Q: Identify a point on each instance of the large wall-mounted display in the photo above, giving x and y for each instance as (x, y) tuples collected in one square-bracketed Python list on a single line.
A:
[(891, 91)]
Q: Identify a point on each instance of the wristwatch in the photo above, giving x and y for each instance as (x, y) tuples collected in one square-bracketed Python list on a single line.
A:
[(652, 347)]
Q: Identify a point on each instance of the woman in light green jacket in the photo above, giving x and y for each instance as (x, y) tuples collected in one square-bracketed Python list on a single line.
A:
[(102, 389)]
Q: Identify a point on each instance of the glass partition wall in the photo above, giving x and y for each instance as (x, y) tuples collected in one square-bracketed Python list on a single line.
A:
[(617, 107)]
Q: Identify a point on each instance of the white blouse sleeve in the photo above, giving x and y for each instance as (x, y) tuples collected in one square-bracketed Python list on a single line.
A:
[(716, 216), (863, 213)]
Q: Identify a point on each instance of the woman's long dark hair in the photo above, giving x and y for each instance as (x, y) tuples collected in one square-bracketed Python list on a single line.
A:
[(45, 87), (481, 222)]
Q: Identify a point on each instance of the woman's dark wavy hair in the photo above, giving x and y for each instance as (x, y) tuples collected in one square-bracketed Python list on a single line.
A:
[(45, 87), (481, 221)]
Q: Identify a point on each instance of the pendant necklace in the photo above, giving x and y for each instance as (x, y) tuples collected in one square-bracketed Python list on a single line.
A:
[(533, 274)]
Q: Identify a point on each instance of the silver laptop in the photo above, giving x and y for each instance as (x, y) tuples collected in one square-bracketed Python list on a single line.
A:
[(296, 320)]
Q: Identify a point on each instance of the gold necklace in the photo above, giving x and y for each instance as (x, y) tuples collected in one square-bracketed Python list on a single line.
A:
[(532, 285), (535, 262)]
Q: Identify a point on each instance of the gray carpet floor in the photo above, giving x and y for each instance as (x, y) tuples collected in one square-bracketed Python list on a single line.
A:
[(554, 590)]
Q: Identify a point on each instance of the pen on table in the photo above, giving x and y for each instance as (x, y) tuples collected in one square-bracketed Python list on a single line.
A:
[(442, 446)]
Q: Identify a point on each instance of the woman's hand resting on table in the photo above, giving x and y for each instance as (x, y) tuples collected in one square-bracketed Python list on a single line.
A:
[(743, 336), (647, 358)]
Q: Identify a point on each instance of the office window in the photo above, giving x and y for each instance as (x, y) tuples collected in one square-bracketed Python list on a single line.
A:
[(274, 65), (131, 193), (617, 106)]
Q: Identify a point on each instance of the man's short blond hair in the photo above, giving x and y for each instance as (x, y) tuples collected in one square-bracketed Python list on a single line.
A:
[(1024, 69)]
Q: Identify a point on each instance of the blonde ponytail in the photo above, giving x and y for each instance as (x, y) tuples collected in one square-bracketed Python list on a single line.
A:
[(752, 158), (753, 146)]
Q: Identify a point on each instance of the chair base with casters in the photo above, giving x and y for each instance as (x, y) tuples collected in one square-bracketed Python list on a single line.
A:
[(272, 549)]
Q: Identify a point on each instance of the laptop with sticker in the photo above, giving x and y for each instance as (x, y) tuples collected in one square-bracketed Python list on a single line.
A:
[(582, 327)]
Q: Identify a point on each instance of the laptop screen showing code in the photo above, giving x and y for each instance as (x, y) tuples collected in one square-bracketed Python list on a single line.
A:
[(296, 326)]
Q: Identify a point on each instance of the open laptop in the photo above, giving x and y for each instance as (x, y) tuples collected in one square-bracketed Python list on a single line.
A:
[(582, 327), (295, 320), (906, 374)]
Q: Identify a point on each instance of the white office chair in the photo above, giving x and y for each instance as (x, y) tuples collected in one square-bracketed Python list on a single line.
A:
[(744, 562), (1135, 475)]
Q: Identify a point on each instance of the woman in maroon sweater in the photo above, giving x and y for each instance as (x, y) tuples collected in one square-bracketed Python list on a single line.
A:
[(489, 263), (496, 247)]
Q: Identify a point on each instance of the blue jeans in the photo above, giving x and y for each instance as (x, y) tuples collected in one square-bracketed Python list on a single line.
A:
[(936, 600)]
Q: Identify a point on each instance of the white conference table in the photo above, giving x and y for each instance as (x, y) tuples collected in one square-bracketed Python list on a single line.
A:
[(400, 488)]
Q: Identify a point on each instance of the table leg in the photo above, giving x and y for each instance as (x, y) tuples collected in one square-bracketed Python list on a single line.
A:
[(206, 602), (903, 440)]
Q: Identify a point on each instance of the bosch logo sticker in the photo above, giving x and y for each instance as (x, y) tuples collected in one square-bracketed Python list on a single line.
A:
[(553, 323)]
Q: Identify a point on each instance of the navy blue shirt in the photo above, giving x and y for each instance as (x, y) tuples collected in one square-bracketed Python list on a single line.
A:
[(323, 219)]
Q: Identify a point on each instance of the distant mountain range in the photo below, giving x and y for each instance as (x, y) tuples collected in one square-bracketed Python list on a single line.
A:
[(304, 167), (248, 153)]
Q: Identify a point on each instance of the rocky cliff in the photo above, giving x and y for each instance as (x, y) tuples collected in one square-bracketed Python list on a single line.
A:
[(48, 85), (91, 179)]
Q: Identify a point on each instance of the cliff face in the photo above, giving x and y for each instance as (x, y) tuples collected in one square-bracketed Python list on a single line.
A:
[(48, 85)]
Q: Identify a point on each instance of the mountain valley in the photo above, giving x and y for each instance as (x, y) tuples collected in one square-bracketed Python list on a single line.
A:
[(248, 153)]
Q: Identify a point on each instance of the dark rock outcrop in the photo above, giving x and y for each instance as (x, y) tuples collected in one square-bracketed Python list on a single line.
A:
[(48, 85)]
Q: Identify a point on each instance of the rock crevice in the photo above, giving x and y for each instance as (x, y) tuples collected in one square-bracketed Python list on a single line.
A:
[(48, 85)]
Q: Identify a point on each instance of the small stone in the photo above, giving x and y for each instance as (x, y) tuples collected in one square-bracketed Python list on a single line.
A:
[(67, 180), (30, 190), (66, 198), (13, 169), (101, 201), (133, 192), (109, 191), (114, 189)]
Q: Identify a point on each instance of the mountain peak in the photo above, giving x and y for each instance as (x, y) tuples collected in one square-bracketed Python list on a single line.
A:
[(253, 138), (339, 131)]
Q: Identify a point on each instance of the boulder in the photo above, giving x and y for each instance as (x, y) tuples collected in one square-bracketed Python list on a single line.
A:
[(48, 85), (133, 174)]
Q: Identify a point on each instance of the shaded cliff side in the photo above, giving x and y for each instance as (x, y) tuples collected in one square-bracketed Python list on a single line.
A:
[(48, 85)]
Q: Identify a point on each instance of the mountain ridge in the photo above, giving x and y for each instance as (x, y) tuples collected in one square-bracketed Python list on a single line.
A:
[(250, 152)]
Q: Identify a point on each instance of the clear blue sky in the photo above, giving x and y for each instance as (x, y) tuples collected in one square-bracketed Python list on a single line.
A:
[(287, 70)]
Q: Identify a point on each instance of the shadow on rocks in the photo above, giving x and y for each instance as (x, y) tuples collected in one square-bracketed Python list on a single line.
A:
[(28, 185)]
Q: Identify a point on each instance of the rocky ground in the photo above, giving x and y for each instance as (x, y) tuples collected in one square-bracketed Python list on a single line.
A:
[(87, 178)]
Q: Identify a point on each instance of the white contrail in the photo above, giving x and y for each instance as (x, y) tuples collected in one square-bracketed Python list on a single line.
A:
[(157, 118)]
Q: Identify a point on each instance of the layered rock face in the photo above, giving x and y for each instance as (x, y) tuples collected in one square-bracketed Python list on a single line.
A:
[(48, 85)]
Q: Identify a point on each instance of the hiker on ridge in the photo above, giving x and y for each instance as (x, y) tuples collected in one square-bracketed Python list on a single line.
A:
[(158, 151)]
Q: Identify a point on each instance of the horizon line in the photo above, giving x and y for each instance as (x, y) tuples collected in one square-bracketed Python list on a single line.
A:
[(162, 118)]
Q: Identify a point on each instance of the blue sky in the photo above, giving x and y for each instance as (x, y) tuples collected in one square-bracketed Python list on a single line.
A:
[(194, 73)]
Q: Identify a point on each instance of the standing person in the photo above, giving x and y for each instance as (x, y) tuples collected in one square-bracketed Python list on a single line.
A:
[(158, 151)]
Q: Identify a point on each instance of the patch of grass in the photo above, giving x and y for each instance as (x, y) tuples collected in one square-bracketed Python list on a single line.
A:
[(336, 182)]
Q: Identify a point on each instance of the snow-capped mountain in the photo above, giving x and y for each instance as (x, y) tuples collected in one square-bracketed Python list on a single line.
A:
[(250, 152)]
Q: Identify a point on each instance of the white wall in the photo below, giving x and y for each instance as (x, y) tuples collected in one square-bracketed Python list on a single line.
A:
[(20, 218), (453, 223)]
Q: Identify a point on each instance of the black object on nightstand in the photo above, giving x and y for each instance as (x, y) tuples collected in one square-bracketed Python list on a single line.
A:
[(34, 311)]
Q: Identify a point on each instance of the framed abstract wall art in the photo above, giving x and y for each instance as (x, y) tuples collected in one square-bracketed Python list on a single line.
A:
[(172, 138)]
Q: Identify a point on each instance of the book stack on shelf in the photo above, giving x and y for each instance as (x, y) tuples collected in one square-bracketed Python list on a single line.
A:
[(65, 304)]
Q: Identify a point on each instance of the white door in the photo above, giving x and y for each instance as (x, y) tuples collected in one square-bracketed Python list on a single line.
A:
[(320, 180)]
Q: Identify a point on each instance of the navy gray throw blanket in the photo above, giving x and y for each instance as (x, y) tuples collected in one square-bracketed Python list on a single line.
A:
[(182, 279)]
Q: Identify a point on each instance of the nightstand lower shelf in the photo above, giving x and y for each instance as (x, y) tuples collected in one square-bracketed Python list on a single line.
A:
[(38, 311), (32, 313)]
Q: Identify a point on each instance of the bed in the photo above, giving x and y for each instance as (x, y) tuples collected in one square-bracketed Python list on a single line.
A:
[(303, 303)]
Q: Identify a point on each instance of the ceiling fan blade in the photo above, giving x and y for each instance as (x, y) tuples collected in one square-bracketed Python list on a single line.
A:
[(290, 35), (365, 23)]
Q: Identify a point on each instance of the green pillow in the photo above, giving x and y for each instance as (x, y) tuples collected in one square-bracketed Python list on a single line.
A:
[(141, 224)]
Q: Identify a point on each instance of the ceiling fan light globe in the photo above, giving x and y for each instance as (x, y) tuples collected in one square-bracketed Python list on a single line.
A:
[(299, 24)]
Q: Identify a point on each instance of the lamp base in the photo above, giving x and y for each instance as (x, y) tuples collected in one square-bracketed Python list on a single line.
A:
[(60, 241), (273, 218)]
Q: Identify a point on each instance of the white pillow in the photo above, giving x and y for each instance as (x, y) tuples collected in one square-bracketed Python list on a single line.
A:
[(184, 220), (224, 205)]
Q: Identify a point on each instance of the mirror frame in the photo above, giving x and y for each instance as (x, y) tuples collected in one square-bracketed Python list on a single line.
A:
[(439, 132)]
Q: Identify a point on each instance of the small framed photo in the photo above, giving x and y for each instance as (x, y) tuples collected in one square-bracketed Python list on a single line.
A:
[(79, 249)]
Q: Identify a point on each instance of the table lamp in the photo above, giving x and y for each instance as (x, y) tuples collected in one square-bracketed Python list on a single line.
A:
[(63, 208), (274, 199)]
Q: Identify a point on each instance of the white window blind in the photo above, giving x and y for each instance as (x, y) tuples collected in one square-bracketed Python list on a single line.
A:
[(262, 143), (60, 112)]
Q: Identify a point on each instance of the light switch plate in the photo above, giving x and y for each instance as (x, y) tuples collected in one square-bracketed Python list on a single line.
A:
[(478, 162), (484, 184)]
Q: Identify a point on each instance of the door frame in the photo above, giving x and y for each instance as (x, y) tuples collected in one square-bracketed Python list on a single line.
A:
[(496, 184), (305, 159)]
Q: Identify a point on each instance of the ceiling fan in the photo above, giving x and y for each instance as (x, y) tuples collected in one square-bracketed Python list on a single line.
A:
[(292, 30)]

******************************

Task to carry out
Among the entries above, how many lines hold the string "cliff"? Respond with nothing but the number.

Response
3